Your objective: All entries below need to be written out exactly, but without their pictures.

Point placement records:
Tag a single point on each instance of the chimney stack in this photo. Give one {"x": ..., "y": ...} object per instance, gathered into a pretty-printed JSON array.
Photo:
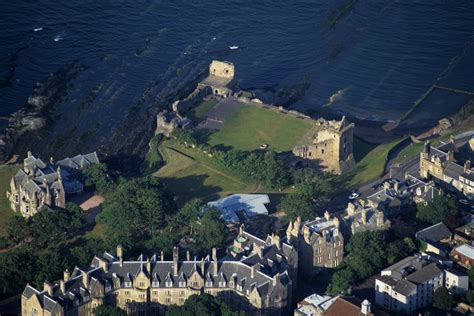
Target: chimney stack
[
  {"x": 48, "y": 288},
  {"x": 85, "y": 280},
  {"x": 66, "y": 275},
  {"x": 120, "y": 253},
  {"x": 214, "y": 261},
  {"x": 365, "y": 308}
]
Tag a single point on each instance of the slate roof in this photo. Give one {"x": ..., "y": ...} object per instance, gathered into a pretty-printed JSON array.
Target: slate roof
[{"x": 434, "y": 233}]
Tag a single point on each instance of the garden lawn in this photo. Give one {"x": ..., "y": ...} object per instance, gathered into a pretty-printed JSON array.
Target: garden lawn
[
  {"x": 6, "y": 173},
  {"x": 189, "y": 174},
  {"x": 250, "y": 126},
  {"x": 371, "y": 167}
]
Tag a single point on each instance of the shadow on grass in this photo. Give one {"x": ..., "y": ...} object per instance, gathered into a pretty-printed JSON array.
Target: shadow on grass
[{"x": 189, "y": 187}]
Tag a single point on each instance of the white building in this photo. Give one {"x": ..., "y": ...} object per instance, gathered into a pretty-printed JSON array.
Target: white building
[
  {"x": 408, "y": 285},
  {"x": 314, "y": 305},
  {"x": 456, "y": 281}
]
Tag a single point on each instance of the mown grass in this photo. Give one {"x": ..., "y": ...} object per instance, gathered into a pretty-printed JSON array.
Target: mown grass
[
  {"x": 371, "y": 167},
  {"x": 198, "y": 112},
  {"x": 250, "y": 126},
  {"x": 6, "y": 173},
  {"x": 190, "y": 174}
]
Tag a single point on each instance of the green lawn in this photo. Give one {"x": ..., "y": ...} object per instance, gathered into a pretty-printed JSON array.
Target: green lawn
[
  {"x": 249, "y": 126},
  {"x": 6, "y": 173},
  {"x": 189, "y": 174},
  {"x": 198, "y": 113},
  {"x": 371, "y": 167}
]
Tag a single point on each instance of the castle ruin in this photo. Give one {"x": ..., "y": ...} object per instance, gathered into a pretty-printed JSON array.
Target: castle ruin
[{"x": 331, "y": 143}]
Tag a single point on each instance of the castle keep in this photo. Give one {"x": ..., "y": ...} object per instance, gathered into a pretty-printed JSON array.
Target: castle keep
[{"x": 331, "y": 144}]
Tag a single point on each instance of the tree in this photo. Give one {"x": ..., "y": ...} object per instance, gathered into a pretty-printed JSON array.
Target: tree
[
  {"x": 137, "y": 207},
  {"x": 341, "y": 280},
  {"x": 442, "y": 299},
  {"x": 96, "y": 175},
  {"x": 210, "y": 232},
  {"x": 106, "y": 310},
  {"x": 440, "y": 209},
  {"x": 204, "y": 304},
  {"x": 189, "y": 213},
  {"x": 366, "y": 253}
]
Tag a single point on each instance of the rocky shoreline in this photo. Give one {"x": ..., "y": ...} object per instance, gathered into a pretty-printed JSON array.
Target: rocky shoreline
[{"x": 33, "y": 119}]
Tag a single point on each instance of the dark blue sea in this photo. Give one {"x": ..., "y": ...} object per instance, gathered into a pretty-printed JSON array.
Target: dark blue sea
[{"x": 372, "y": 60}]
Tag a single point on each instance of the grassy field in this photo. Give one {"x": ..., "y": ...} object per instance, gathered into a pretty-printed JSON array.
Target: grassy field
[
  {"x": 6, "y": 172},
  {"x": 198, "y": 113},
  {"x": 189, "y": 174},
  {"x": 249, "y": 126},
  {"x": 371, "y": 167}
]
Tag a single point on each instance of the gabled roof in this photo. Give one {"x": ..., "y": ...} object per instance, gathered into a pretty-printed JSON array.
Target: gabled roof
[{"x": 434, "y": 233}]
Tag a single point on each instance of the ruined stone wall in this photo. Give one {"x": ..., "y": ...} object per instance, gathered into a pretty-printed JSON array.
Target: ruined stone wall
[{"x": 222, "y": 69}]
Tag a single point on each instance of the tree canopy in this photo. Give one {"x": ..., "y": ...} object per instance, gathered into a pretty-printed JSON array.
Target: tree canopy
[
  {"x": 136, "y": 207},
  {"x": 440, "y": 209}
]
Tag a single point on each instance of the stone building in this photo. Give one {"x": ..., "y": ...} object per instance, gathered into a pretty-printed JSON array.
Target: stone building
[
  {"x": 319, "y": 242},
  {"x": 331, "y": 144},
  {"x": 258, "y": 283},
  {"x": 441, "y": 165},
  {"x": 360, "y": 219},
  {"x": 40, "y": 185}
]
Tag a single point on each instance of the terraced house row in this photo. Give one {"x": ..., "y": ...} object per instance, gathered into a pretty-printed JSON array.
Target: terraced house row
[{"x": 255, "y": 277}]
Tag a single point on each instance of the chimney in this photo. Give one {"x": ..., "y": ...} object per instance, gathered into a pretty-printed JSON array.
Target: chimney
[
  {"x": 242, "y": 229},
  {"x": 48, "y": 288},
  {"x": 327, "y": 216},
  {"x": 276, "y": 279},
  {"x": 365, "y": 308},
  {"x": 62, "y": 287},
  {"x": 364, "y": 217},
  {"x": 175, "y": 261},
  {"x": 66, "y": 275},
  {"x": 120, "y": 253},
  {"x": 254, "y": 269},
  {"x": 258, "y": 250},
  {"x": 85, "y": 280},
  {"x": 276, "y": 240},
  {"x": 450, "y": 155},
  {"x": 350, "y": 208},
  {"x": 148, "y": 265}
]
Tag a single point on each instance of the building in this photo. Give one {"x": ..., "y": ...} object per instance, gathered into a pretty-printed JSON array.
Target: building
[
  {"x": 237, "y": 208},
  {"x": 360, "y": 219},
  {"x": 331, "y": 144},
  {"x": 314, "y": 305},
  {"x": 456, "y": 281},
  {"x": 437, "y": 239},
  {"x": 145, "y": 285},
  {"x": 408, "y": 285},
  {"x": 41, "y": 185},
  {"x": 441, "y": 165},
  {"x": 221, "y": 75},
  {"x": 319, "y": 242},
  {"x": 463, "y": 255},
  {"x": 351, "y": 306}
]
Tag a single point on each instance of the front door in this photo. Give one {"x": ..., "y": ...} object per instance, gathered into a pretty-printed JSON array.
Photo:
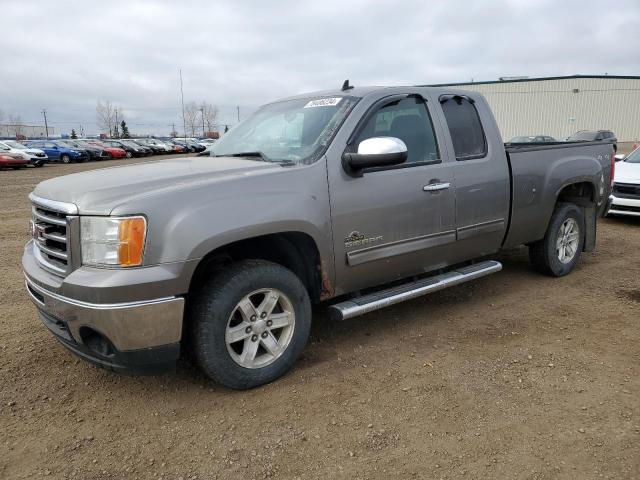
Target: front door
[{"x": 393, "y": 222}]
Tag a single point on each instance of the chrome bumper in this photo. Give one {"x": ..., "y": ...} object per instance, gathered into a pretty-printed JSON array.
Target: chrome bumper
[{"x": 128, "y": 326}]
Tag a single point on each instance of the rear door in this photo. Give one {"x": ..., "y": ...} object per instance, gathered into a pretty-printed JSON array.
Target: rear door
[
  {"x": 481, "y": 175},
  {"x": 392, "y": 222}
]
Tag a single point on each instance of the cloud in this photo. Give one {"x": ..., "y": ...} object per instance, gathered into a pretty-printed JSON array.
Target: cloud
[{"x": 67, "y": 55}]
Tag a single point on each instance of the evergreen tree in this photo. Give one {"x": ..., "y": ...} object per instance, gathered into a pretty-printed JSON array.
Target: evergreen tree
[{"x": 124, "y": 129}]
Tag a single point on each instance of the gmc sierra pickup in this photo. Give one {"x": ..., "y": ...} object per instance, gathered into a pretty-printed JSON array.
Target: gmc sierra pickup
[{"x": 357, "y": 198}]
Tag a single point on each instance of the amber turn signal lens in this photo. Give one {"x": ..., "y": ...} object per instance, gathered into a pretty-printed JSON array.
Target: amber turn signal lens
[{"x": 131, "y": 235}]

Task response:
Tag a single point on each instance of the chimney stack in this photo. Give one {"x": ..., "y": ...} object per instance, gathered into a pretty-printed JSON array.
Photo:
Target: chimney stack
[
  {"x": 48, "y": 288},
  {"x": 85, "y": 280},
  {"x": 66, "y": 275},
  {"x": 120, "y": 253},
  {"x": 214, "y": 261},
  {"x": 365, "y": 308}
]
Tag a single point on each instance of the slate roof in this photo. Give one {"x": ..., "y": ...} object per instance, gathered into a pretty-printed JSON array.
Target: slate roof
[{"x": 434, "y": 233}]
Tag a single point on each instance of the garden lawn in this photo. Give one {"x": ..., "y": ...} object per instance, gathered into a pretty-printed JSON array.
Target: garden lawn
[
  {"x": 6, "y": 173},
  {"x": 189, "y": 174},
  {"x": 250, "y": 126},
  {"x": 371, "y": 167}
]
Tag a single point on each instance of the shadow on grass in this photo. Give one {"x": ..., "y": ...} object per instance, gathered into a pretty-printed JSON array.
Target: shadow on grass
[{"x": 189, "y": 187}]
Tag a single point on each instance of the white building in this photo. Give one {"x": ..., "y": ...} object per instance, gathered into a pretty-printed JSON array.
Target: white building
[
  {"x": 408, "y": 285},
  {"x": 314, "y": 305},
  {"x": 456, "y": 281}
]
Tag a single point on each instance of the mown grass in this photo. Give one {"x": ..., "y": ...} object per instance, gathered into a pretty-printed JSON array.
Target: mown grass
[
  {"x": 371, "y": 167},
  {"x": 198, "y": 112},
  {"x": 250, "y": 126},
  {"x": 6, "y": 173},
  {"x": 190, "y": 174}
]
Tag a single point on each instance of the green lawn in this photo. Give one {"x": ..., "y": ...} object per instance, gathered into a pretty-printed JSON array.
Target: green lawn
[
  {"x": 249, "y": 126},
  {"x": 6, "y": 173},
  {"x": 189, "y": 174},
  {"x": 198, "y": 113},
  {"x": 371, "y": 167}
]
Tag a single point on each instance of the castle ruin in this photo. Give one {"x": ..., "y": ...} object per instance, gathered into a pretty-printed JSON array.
Target: castle ruin
[{"x": 331, "y": 143}]
Tag a single point on each instance of the castle keep in this photo. Give one {"x": ..., "y": ...} object per instance, gathered into a pretty-printed JSON array.
Target: castle keep
[{"x": 331, "y": 144}]
Tag a single point on each instance of the tree in this photo. Give one {"x": ..., "y": ...} object per instance, gathered into a pretty-printed JSON array.
Target: tree
[
  {"x": 137, "y": 207},
  {"x": 341, "y": 280},
  {"x": 442, "y": 299},
  {"x": 96, "y": 175},
  {"x": 210, "y": 232},
  {"x": 106, "y": 310},
  {"x": 440, "y": 209},
  {"x": 204, "y": 304},
  {"x": 189, "y": 213},
  {"x": 366, "y": 253}
]
Tag a single point on each instance of the rocky shoreline in this photo. Give one {"x": ..., "y": ...} object per instance, gathered into a pretty-printed JSON array.
Target: rocky shoreline
[{"x": 33, "y": 119}]
Tag a single point on each instance of the dark blue sea in this photo. Give one {"x": ..., "y": ...} object per instance, gathered into a pretty-printed JSON array.
Target: dark blue sea
[{"x": 372, "y": 60}]
Tag a single point on each instance of the grassy field in this photo. Give one {"x": ..., "y": ...} object per instance, gathered into a pretty-printed JSON array.
Target: grassy field
[
  {"x": 6, "y": 172},
  {"x": 198, "y": 113},
  {"x": 189, "y": 174},
  {"x": 249, "y": 126},
  {"x": 371, "y": 167}
]
Tag a single point on each instance of the gabled roof in this photo. Give one {"x": ..., "y": ...} object per instance, gathered into a pretty-printed JSON array.
Target: gabled roof
[{"x": 434, "y": 233}]
Tag a single point on each instance of the ruined stone wall in this photo. Give one {"x": ..., "y": ...} object per instance, gathered into a pretty-printed JSON array.
Target: ruined stone wall
[{"x": 222, "y": 69}]
Tag a single point on each instance of the tree canopy in this photo. Give one {"x": ..., "y": ...} object per instance, gathered into a pretty-printed JSON array.
Target: tree canopy
[
  {"x": 136, "y": 207},
  {"x": 440, "y": 209}
]
Tag a single point on each instance of the stone building in this photo. Give one {"x": ..., "y": ...} object per instance, gathered into a pretty-printed JSON array.
Target: stone building
[
  {"x": 319, "y": 242},
  {"x": 331, "y": 144},
  {"x": 258, "y": 283},
  {"x": 441, "y": 165},
  {"x": 360, "y": 219},
  {"x": 40, "y": 185}
]
Tag a single point on each instance of the terraced house row in this photo. Give one {"x": ..., "y": ...} object per instance, gathered into a pretty-printed JSON array.
Target: terraced house row
[{"x": 255, "y": 277}]
Tag a single point on each instance of the chimney in this photo. Give one {"x": ..., "y": ...} object per instance, gathered into a pretty-printed JSON array.
Target: chimney
[
  {"x": 242, "y": 229},
  {"x": 48, "y": 288},
  {"x": 327, "y": 216},
  {"x": 276, "y": 279},
  {"x": 365, "y": 308},
  {"x": 62, "y": 287},
  {"x": 364, "y": 217},
  {"x": 175, "y": 261},
  {"x": 66, "y": 275},
  {"x": 120, "y": 253},
  {"x": 254, "y": 269},
  {"x": 258, "y": 250},
  {"x": 85, "y": 280},
  {"x": 276, "y": 240},
  {"x": 450, "y": 155},
  {"x": 350, "y": 208},
  {"x": 148, "y": 265}
]
Tag a single point on each instance of the building in this photo. Give one {"x": ..., "y": ...} object per instance, gathered into a pretty-printed JSON array.
Target: building
[
  {"x": 237, "y": 208},
  {"x": 360, "y": 219},
  {"x": 331, "y": 144},
  {"x": 314, "y": 305},
  {"x": 456, "y": 281},
  {"x": 437, "y": 239},
  {"x": 145, "y": 285},
  {"x": 408, "y": 285},
  {"x": 41, "y": 185},
  {"x": 441, "y": 165},
  {"x": 221, "y": 75},
  {"x": 319, "y": 242},
  {"x": 463, "y": 255},
  {"x": 351, "y": 306}
]
Tag a single point on each instance of the front door in this photo. Give one {"x": ..., "y": ...} object per instance, gathered into a pretty-printed JSON array.
Photo:
Target: front door
[{"x": 393, "y": 222}]
Tag a single point on each instance of the chrome bumper in this photo. Give one {"x": ..., "y": ...} object per instance, gathered into a pretty-printed JSON array.
Target: chrome bumper
[{"x": 128, "y": 326}]
Tag a single point on each instance of the rear door in this photo. Give one {"x": ..., "y": ...} object per instance, gathered into a pretty-printed JSON array.
Target: rear door
[
  {"x": 481, "y": 175},
  {"x": 392, "y": 222}
]
Tag a single point on each instance of the cloud in this photo. Give one {"x": ..., "y": ...} object per instance, gathered into a pretty-printed JSON array.
Target: cloud
[{"x": 67, "y": 55}]
Tag a single point on each instance of the evergreen tree in this photo. Give one {"x": ..., "y": ...} object per instance, gathered into a pretty-printed JSON array.
Target: evergreen tree
[{"x": 124, "y": 129}]
Tag a single point on each instance of the gmc sierra pickup in this photo. Give one {"x": ..., "y": ...} object per instance, gathered into a pretty-printed JSON array.
Target: gmc sierra pickup
[{"x": 357, "y": 198}]
Tag a single point on each instance of the amber turn signal lens in this photo. Give one {"x": ..., "y": ...} object per instance, gathered into a pretty-printed JSON array.
Target: amber turn signal lens
[{"x": 131, "y": 235}]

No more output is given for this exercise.